> _Goals_:
(1) Reproduce the passage on the Christian right word for word, from "These Christian utopians" to "massive corporate funding.".
(2) Identify every line in the records that contains the word "below", and copy each such line.

> _Text segment_:
________

Adams understood that totalitarian movements are built out of deep
personal and economic despair. He warned that the flight of
manufacturing jobs, the impoverishment of the American working class,
the physical obliteration of communities in the vast, soulless exurbs
and decaying Rust Belt, were swiftly deforming our society. The
current assault on the middle class, which now lives in a world in
which anything that can be put on software can be outsourced, would
have terrified him. The stories that many in this movement told me
over the past two years as I worked on "American Fascists: The
Christian Right and the War on America" were stories of this failure
-- personal, communal and often economic. This despair, Adams said,
would empower dangerous dreamers -- those who today bombard the
airwaves with an idealistic and religious utopianism that promises,
through violent apocalyptic purification, to eradicate the old, sinful
world that has failed many Americans.
These Christian utopians promise to replace this internal and external
emptiness with a mythical world where time stops and all problems are
solved. The mounting despair rippling across the United States, one I
witnessed repeatedly as I traveled the country, remains unaddressed by
the Democratic Party, which has abandoned the working class, like its
Republican counterpart, for massive corporate funding.
The Christian right has lured tens of millions of Americans, who
rightly feel abandoned and betrayed by the political system, from the
reality-based world to one of magic -- to fantastic visions of angels
and miracles, to a childlike belief that God has a plan for them and
Jesus will guide and protect them. This mythological worldview, one
that has no use for science or dispassionate, honest intellectual
inquiry, one that promises that the loss of jobs and health insurance
does not matter, as long as you are right with Jesus, offers a lying
world of consistency that addresses the emotional yearnings of
desperate followers at the expense of reality. It creates a world
where facts become interchangeable with opinions, where lies become
true -- the very essence of the totalitarian state. It includes a dark
license to kill, to obliterate all those who do not conform to this
vision, from Muslims in the Middle East to those at home who refuse to
submit to the movement. And it conveniently empowers a rapacious
oligarchy whose god is maximum profit at the expense of citizens.
We now live in a nation where the top 1 percent control more wealth
than the bottom 90 percent combined, where we have legalized torture
and can lock up citizens without trial. Arthur Schlesinger, in "The
Cycles of American History," wrote that "the great religious ages were
notable for their indifference to human rights in the contemporary
sense -- not only for their acquiescence in poverty, inequality and
oppression, but for their enthusiastic justification of slavery,
persecution, torture and genocide."

________

> _Task data_:
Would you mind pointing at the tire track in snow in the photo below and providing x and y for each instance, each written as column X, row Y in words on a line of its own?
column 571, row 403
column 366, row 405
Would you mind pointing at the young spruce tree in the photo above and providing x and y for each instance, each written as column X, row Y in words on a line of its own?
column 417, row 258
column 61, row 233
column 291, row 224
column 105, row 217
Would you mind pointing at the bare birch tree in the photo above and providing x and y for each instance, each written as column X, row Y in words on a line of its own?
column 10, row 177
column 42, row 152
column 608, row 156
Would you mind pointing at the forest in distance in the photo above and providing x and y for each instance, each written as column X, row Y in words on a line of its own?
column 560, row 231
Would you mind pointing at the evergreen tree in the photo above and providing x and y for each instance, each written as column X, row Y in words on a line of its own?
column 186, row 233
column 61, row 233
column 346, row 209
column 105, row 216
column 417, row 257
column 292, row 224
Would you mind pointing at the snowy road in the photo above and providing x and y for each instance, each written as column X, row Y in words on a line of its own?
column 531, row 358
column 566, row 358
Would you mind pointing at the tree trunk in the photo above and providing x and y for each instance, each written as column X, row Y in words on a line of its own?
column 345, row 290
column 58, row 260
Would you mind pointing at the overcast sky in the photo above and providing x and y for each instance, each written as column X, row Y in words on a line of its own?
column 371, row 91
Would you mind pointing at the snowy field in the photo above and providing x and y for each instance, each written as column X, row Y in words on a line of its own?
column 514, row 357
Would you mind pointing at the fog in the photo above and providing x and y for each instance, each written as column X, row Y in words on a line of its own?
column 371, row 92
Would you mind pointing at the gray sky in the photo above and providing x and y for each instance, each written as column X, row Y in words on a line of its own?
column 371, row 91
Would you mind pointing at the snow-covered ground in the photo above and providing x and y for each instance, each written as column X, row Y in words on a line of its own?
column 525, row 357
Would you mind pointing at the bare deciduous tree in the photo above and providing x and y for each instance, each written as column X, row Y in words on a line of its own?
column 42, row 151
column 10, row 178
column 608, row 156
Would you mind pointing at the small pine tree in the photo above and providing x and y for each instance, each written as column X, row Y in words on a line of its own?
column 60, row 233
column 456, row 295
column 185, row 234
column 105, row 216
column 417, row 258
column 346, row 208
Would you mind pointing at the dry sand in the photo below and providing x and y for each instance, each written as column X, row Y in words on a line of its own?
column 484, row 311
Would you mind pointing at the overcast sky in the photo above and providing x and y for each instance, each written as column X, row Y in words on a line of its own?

________

> _Responses for each task_:
(1)
These Christian utopians promise to replace this internal and external
emptiness with a mythical world where time stops and all problems are
solved. The mounting despair rippling across the United States, one I
witnessed repeatedly as I traveled the country, remains unaddressed by
the Democratic Party, which has abandoned the working class, like its
Republican counterpart, for massive corporate funding.

(2)
Would you mind pointing at the tire track in snow in the photo below and providing x and y for each instance, each written as column X, row Y in words on a line of its own?
Would you mind pointing at the dry sand in the photo below and providing x and y for each instance, each written as column X, row Y in words on a line of its own?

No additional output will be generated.